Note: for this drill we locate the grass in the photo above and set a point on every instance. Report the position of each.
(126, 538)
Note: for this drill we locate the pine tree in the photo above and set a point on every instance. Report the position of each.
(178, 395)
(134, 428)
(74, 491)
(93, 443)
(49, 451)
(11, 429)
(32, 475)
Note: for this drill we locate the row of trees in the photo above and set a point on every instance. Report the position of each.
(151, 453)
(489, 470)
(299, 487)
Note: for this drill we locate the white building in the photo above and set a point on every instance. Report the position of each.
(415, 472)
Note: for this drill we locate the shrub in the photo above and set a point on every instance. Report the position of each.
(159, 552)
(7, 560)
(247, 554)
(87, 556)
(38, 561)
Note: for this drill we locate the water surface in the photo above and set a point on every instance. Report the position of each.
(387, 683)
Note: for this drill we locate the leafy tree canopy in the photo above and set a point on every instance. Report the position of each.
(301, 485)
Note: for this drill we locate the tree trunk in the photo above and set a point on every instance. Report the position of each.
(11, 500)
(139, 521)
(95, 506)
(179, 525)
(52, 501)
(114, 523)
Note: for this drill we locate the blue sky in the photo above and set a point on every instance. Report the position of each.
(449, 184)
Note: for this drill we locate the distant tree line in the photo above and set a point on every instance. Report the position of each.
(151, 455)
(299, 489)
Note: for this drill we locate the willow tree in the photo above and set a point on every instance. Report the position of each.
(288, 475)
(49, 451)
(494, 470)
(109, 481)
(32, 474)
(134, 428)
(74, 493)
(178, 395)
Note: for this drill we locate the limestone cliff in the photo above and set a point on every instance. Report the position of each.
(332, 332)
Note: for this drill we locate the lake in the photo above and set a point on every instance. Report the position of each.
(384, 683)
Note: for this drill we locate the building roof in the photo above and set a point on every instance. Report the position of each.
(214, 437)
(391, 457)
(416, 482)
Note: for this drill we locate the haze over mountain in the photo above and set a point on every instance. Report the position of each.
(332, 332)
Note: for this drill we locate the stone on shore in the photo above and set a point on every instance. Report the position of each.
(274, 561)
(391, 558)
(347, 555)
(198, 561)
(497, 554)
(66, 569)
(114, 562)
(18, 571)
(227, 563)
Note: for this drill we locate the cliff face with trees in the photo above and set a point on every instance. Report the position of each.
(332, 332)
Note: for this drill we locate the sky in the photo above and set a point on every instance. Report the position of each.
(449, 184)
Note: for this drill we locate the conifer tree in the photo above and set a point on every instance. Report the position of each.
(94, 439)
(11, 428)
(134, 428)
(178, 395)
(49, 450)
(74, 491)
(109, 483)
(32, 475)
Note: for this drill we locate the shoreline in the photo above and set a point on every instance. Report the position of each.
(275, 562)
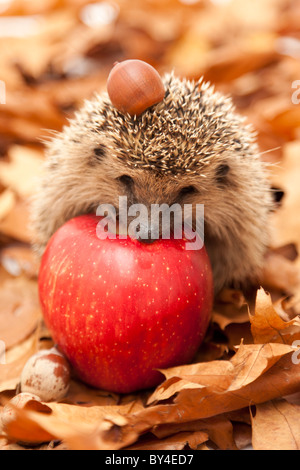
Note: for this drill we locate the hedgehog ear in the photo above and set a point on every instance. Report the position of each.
(134, 86)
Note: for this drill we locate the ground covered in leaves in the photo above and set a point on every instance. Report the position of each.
(244, 386)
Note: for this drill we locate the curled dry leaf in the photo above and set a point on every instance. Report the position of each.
(275, 426)
(19, 310)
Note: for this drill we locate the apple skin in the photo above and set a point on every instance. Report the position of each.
(120, 309)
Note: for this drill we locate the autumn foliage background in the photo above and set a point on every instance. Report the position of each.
(244, 386)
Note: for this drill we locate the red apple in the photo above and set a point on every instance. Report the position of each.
(121, 309)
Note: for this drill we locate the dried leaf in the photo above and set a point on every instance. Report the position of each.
(267, 326)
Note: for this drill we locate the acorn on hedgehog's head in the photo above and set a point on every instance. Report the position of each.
(163, 141)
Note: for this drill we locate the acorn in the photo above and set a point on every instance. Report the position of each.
(46, 374)
(134, 86)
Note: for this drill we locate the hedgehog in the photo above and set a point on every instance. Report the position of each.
(192, 147)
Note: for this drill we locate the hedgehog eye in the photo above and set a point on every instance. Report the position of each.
(126, 180)
(100, 152)
(222, 172)
(188, 190)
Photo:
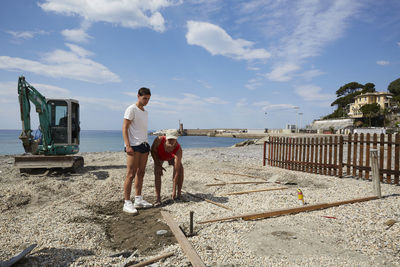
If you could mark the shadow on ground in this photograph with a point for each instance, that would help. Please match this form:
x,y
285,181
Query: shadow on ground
x,y
126,233
53,257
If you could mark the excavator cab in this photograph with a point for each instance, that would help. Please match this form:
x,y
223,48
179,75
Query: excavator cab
x,y
64,121
59,126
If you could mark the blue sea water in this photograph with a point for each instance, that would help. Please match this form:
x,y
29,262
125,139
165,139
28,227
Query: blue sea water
x,y
101,141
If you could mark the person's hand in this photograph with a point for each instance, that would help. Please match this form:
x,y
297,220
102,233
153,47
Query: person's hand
x,y
129,150
159,171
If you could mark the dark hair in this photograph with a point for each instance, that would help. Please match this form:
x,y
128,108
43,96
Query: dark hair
x,y
144,91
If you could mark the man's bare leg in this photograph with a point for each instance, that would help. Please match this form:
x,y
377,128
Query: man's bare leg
x,y
131,170
142,161
180,182
174,185
157,183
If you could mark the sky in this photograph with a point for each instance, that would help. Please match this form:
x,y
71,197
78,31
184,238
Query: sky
x,y
209,63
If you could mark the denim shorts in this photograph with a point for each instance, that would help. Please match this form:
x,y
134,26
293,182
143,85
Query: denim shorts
x,y
142,148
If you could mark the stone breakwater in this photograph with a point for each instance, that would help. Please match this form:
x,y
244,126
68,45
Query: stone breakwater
x,y
76,219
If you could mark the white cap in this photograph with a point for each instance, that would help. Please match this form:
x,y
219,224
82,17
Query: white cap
x,y
172,134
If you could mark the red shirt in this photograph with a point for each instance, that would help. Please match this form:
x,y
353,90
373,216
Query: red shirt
x,y
164,155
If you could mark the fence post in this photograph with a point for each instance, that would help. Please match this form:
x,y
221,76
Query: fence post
x,y
265,152
376,183
340,174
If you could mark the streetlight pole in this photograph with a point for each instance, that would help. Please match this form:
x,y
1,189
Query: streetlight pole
x,y
301,116
296,108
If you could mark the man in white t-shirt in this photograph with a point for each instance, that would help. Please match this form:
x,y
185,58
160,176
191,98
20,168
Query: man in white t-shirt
x,y
134,132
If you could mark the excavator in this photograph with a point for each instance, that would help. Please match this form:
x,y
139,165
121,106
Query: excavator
x,y
57,140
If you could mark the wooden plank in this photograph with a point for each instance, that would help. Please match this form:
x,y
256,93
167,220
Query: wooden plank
x,y
341,143
367,155
321,150
312,156
254,191
316,155
285,154
389,158
396,158
207,200
325,154
308,166
381,155
303,161
244,182
330,155
244,175
274,213
149,261
361,157
375,174
335,156
182,240
355,154
265,152
348,154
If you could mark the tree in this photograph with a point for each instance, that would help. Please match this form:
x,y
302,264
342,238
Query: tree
x,y
345,96
370,110
394,88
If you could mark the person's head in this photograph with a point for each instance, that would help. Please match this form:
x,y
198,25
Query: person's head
x,y
171,136
144,96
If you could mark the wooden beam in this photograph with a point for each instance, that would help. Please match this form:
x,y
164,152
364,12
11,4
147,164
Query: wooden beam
x,y
207,200
245,175
147,262
253,191
182,240
17,257
244,182
275,213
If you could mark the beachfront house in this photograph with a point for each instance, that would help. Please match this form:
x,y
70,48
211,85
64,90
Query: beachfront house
x,y
383,99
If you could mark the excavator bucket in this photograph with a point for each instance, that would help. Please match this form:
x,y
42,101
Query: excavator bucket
x,y
48,162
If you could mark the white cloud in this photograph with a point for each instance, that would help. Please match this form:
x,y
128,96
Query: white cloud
x,y
77,35
25,35
300,29
313,93
205,84
104,102
382,62
266,106
181,104
308,75
253,84
242,103
282,73
130,14
73,64
216,41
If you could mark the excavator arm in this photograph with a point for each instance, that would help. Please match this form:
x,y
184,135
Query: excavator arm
x,y
26,95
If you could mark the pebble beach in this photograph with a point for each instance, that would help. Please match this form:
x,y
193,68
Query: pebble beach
x,y
76,219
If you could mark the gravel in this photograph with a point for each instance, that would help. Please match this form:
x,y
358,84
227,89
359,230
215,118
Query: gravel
x,y
60,213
· · · ·
ABOUT THIS EXERCISE:
Take the line that contains "Query: wooden beam" and each line after it through the end of the records, and repeat them all exactly. Nothing else.

OUTPUT FOR THIS TASK:
Query: wooden beam
x,y
207,200
245,175
147,262
253,191
182,240
17,257
244,182
275,213
If you could mark the beachfront house in this photograph with a point for each instance, that would help. Please match this form:
x,y
70,48
211,85
64,90
Query: beachfront house
x,y
383,99
If you could mark the excavator bucket in this photograph with a point for each instance, that would help. Please match this form:
x,y
42,101
Query: excavator bucket
x,y
48,162
If you could mark the white cloud in this photograph with a point for each instance, that would help. Please match this form:
x,y
128,96
Query: white cloud
x,y
77,35
25,35
300,29
313,93
205,84
104,102
382,62
266,106
181,104
308,75
253,84
242,103
282,73
130,14
73,64
216,41
If you could mark the excavator arm in this photograph with a point for each instance, that would help. Please match this form:
x,y
184,135
Query: excavator arm
x,y
26,95
If you could mark the pebble beach in this photograph with a point for each instance, that would help. Please match this form:
x,y
193,68
Query: pebble beach
x,y
76,219
If you could mark the gravel in this photograph with a point for each instance, that would help. Please match this form:
x,y
358,84
227,89
359,230
215,118
Query: gravel
x,y
60,213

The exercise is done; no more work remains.